OBJECTIVE ▸ Repeat exactly the lines from the line containing "Where can you spot the dark" through the last line of the records below, inclusive, and nothing else.

RECORD LIST ▸

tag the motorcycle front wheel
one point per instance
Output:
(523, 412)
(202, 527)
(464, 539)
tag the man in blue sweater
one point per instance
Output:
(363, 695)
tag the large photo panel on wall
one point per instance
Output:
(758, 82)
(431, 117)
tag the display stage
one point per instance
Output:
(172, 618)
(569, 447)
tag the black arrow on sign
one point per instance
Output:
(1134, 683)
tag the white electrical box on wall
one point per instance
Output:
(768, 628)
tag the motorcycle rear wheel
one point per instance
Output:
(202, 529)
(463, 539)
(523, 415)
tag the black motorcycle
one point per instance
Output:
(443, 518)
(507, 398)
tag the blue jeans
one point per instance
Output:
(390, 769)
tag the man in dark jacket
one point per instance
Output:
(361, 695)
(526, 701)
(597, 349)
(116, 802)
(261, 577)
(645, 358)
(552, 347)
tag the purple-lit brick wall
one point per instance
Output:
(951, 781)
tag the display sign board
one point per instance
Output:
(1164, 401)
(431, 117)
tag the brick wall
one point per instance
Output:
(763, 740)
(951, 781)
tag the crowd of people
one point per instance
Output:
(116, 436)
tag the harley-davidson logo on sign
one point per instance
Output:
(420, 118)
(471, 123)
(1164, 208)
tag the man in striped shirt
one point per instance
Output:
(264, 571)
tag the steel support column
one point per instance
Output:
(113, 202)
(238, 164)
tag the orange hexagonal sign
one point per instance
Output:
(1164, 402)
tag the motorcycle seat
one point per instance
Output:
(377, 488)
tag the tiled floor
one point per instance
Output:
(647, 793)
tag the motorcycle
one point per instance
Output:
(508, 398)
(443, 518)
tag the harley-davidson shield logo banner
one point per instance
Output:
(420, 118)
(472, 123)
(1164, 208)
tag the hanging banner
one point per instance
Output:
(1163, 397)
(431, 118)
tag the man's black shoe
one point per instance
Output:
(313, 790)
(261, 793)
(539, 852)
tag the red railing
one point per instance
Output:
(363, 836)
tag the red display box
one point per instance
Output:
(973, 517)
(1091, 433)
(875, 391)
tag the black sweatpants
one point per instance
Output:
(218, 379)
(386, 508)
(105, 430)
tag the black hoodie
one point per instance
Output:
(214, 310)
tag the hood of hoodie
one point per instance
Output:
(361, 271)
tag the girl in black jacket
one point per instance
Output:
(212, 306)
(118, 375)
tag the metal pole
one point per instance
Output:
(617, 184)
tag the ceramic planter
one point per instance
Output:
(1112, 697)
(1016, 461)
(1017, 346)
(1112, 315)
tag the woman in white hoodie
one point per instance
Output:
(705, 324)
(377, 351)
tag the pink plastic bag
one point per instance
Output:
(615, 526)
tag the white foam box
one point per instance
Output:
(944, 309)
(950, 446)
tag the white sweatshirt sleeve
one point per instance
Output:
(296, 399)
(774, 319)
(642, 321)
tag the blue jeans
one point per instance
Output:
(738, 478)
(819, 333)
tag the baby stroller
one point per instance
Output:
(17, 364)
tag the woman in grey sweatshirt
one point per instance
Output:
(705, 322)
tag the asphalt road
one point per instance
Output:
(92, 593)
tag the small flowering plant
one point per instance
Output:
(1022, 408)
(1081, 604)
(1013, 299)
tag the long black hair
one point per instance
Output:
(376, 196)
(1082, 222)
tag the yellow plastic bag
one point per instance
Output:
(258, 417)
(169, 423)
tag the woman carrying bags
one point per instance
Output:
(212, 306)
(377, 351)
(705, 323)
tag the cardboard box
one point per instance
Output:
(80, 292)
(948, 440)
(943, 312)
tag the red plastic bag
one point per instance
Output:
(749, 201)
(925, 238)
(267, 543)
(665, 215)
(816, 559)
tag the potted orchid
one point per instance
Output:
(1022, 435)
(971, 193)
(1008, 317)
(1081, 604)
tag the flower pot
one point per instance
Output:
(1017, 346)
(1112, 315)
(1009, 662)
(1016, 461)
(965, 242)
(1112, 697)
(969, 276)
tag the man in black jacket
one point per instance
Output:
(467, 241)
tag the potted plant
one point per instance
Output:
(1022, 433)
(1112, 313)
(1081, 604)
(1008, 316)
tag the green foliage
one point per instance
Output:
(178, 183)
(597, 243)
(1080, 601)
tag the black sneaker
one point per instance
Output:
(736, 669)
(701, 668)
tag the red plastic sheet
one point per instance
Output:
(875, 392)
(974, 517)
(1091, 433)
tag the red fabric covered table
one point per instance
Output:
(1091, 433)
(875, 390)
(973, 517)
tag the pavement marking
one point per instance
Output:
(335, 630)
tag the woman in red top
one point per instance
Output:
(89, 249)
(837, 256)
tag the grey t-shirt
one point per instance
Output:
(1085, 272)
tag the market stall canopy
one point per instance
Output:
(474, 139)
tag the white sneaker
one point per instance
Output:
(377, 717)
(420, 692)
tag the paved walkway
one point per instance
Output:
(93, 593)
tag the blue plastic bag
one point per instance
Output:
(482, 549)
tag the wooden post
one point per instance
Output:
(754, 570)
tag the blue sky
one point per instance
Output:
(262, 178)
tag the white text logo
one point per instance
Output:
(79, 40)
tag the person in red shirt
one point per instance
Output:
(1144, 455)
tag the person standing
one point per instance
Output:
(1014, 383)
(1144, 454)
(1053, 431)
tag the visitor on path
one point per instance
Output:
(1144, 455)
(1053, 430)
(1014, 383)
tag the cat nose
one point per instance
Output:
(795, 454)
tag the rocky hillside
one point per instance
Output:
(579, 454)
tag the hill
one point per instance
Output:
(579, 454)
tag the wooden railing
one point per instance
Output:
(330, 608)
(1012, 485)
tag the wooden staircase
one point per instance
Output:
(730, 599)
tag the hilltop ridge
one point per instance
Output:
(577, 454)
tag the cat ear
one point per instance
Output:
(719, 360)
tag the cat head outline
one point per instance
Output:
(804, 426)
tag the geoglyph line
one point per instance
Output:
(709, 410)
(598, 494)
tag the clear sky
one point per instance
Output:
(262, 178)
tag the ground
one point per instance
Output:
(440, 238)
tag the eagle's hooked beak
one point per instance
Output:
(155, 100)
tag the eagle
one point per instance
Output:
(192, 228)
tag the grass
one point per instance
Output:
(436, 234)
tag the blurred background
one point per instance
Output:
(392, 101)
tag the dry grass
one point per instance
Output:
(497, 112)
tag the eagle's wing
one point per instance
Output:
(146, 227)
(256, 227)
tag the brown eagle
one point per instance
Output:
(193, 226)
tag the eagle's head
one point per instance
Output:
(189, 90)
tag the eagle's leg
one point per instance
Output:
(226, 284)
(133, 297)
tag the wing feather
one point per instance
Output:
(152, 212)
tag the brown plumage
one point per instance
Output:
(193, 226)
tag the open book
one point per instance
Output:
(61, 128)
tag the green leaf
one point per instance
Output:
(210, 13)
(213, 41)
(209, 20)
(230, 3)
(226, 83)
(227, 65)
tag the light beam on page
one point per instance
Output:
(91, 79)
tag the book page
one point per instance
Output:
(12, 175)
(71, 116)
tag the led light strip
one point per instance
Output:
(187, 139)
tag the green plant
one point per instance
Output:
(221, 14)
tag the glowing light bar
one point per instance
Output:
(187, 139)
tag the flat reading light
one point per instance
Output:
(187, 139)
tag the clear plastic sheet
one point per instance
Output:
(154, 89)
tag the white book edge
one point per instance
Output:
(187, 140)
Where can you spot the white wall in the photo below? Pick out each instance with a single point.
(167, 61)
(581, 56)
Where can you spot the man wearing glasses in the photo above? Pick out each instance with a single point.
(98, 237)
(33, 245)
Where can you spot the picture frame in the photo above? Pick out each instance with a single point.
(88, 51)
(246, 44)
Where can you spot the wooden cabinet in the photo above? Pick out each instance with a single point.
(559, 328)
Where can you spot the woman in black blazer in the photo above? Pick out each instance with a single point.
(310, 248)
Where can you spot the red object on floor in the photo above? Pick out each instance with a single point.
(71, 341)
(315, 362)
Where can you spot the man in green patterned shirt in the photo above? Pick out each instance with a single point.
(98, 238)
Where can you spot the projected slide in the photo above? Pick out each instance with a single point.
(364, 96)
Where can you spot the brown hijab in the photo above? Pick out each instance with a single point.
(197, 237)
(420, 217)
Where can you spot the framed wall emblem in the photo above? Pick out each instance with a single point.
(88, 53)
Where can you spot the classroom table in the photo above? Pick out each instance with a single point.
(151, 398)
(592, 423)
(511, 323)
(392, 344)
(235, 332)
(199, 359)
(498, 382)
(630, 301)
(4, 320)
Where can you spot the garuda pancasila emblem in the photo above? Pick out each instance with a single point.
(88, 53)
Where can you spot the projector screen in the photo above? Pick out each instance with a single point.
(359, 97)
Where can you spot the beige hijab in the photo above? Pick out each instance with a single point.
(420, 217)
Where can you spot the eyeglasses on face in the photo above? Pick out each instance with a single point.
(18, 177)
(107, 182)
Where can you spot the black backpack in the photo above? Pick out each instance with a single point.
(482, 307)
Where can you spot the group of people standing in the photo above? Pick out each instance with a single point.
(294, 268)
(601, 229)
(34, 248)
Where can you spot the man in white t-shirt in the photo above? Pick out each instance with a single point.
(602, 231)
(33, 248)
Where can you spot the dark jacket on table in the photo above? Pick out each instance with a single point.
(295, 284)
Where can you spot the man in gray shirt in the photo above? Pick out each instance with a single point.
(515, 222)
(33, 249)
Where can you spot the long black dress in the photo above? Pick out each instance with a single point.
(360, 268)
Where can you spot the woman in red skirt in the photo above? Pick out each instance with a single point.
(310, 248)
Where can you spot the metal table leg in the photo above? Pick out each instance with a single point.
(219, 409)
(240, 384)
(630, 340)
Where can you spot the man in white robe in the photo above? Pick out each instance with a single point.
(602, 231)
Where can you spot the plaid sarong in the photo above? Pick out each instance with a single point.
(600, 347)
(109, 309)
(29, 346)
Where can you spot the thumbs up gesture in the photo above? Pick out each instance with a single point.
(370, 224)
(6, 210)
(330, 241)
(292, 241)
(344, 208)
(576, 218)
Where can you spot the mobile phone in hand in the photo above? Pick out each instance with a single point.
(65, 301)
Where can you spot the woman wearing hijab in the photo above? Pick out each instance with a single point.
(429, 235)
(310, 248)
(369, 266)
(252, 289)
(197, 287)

WRITTEN SOLUTION ▸
Where can you spot the dark jacket on table in the photo above? Pick out each instance with a single point.
(295, 284)
Where can you spot the man in gray shirt in the photo above? Pick out each instance with a single point.
(515, 222)
(33, 249)
Where can you spot the long black dress in the photo above? Pick out each instance with a single point.
(360, 268)
Where can you spot the woman in red skirt in the photo above? Pick out each instance with a single point.
(310, 248)
Where can you spot the metal table leg in the photo above? Pick out each instance with a single point.
(219, 409)
(240, 384)
(630, 340)
Where can you spot the man in white robe in the photo above? Pick out each instance with a single point.
(602, 231)
Where can you spot the plaid sarong in the photo above? Pick out each instance with a single point.
(600, 347)
(109, 309)
(29, 346)
Where can you spot the thumbs up gesture in the photo above? Pick out each instance with a single point.
(370, 224)
(6, 210)
(330, 241)
(292, 241)
(344, 208)
(576, 218)
Where can you spot the mobile phone in hand in the photo above? Pick out each instance with a single point.
(65, 301)
Where can you spot the woman wearing hijab in the photo above? Pick out each instance with a single point.
(429, 235)
(310, 248)
(369, 266)
(252, 289)
(197, 287)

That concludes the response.